### Text section
● ● ● ●
When a military coup provoked civil war in Spain in July 1936, many thousands of people around the world rallied to provide humanitarian aid.
Britons were no exception. Collective efforts in Britain to provide aid for the Spanish Republic were vast in both scope and effect. Whilst such enterprise has formed the focus of a few previous studies, some of the most dramatic stories of the Spanish war have yet to be uncovered.
This book seeks to shed light on the activities of two separate ventures that played important roles in British medical and humanitarian aid to Spain – the Scottish Ambulance Unit and Sir George Young’s Ambulance Unit.
The volunteer members of these teams (those who went out to Spain and those who supported them in Britain) earned the unstinting praise of the Spanish government for their selfless commitment to the cause, as well as winning the respect and gratitude of the citizens whose welfare they strove so selflessly to protect.
Recently discovered documentation reveals previously undisclosed details of these remarkably altruistic and, indeed, heroic enterprises, clarifying the reasoning behind their creation and documenting their endeavours in Spain – endeavours of key relevance to the wider history of the conflict.
In Spain, the volunteers of the Scottish Ambulance Unit and the George Young Ambulance Unit offered a heartening and inspiring antithesis to the suffering they sought to relieve.
They deserve to be remembered for what they embodied during those days of untold cruelty and destruction – outstanding examples of man’s humanity to man.
● ● ● ●
### Data
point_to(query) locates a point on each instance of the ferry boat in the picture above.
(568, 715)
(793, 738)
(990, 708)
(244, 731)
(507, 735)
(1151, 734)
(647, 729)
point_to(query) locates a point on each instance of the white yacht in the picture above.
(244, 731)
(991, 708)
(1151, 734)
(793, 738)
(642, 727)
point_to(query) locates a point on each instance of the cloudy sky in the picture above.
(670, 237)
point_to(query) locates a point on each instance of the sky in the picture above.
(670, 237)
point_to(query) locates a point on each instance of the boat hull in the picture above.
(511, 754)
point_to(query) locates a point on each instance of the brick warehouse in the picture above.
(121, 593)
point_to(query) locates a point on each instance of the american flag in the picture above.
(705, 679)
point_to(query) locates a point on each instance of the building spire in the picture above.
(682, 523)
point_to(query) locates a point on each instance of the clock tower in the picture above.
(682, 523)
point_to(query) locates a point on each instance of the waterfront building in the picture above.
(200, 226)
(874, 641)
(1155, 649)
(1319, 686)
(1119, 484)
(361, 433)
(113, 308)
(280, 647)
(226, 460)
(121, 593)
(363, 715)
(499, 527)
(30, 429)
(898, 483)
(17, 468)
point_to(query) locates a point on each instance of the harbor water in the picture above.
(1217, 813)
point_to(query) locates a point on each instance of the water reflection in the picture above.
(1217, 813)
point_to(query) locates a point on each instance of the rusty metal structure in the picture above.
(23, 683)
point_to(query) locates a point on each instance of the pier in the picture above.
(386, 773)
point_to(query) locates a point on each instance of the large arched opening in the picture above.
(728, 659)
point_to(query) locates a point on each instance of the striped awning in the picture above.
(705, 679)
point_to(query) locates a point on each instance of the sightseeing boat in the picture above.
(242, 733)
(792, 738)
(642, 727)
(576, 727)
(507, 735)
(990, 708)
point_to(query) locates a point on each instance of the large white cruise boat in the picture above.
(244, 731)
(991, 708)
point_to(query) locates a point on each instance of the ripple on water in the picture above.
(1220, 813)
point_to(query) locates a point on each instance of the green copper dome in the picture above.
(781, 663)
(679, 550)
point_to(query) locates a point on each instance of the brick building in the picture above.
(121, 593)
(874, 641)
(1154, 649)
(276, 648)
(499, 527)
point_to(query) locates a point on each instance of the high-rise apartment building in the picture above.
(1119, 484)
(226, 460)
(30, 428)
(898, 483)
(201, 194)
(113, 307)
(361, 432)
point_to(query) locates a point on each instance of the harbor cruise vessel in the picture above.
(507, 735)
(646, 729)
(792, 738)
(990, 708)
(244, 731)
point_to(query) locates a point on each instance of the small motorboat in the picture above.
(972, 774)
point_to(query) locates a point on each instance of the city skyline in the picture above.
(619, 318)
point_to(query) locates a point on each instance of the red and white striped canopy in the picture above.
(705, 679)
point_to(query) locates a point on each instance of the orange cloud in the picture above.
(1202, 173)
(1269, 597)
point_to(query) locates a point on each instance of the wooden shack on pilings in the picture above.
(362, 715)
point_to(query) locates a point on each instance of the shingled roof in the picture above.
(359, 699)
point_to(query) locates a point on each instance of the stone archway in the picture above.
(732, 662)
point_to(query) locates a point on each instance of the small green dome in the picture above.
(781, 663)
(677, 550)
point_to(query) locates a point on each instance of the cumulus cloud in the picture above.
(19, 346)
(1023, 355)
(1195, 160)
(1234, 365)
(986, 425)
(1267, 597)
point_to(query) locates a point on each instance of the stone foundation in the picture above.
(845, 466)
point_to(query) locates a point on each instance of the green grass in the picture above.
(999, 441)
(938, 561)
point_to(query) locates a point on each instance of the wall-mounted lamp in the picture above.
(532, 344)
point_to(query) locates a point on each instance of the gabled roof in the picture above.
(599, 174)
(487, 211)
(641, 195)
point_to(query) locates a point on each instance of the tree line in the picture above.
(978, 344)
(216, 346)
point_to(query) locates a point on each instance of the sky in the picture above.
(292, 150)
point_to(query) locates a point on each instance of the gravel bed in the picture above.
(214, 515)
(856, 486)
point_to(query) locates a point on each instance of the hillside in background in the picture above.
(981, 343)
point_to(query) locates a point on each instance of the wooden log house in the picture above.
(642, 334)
● ● ● ●
### Instructions
1. Please answer these from the book description above:
(a) In what month and year did the military coup provoke civil war in Spain?
(b) Which two ventures does the book examine?
(c) Whose unstinting praise did the volunteer members of these teams earn?
2. According to the book description, what does the recently discovered documentation do? List each action.

### Your written answers
1.
(a) July 1936
(b) The Scottish Ambulance Unit and Sir George Young's Ambulance Unit
(c) The Spanish government's

2.
- Reveals previously undisclosed details of these enterprises
- Clarifies the reasoning behind their creation
- Documents their endeavours in Spain